*GIVEN TEXT*.
****************
John Tartaglione (born 1921) was an American comic book artist best known as a 1950s comic-romance artist; a Marvel Comics inker during the Silver Age of comic books; and the illustrator of the Marvel biographies The Life of Pope John Paul II and Mother Teresa of Calcutta, the first of which at least sold millions of copies worldwide in several languages.
Raised in Brooklyn, New York, Tartaglione studied at that borough’s Pratt Institute and at the Traphagen School of Fashion in Manhattan.
Comics-creator credits were not routinely given in the early days of comic books, up through the 1960s, making a comprehensive listing of Tartaglione’s credits difficult to compile. His first confirmed work as a comic-book inker is the six-page story “The Mad Monk!” in Amazing Detective Cases #6 (May 1951), from Atlas Comics, the 1950s forerunner of Marvel Comics. His first confirmed pencil art is the six-page story “The Man Who Walked the Plank” for the same publisher’s Young Men #11 (Oct. 1951). Tartaglione thus began a long association with Marvel that found him penciling suspense, adventure, sports and crime stories - signing his work a variety of ways including “Tartag,” “Tar,” “Leone” and “JT” - though he was most prolific in romance titles, illustrating more than 120.
****************
*DATA LISTING*.
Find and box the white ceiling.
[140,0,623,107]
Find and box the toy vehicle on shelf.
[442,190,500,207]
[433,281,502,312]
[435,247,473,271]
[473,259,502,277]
****************
*EXERCISE*. In the text on John Tartaglione, what is named as his first confirmed pencil art?

*EXPECTED OUTPUT*. The six-page story “The Man Who Walked the Plank” in Young Men #11 (Oct. 1951).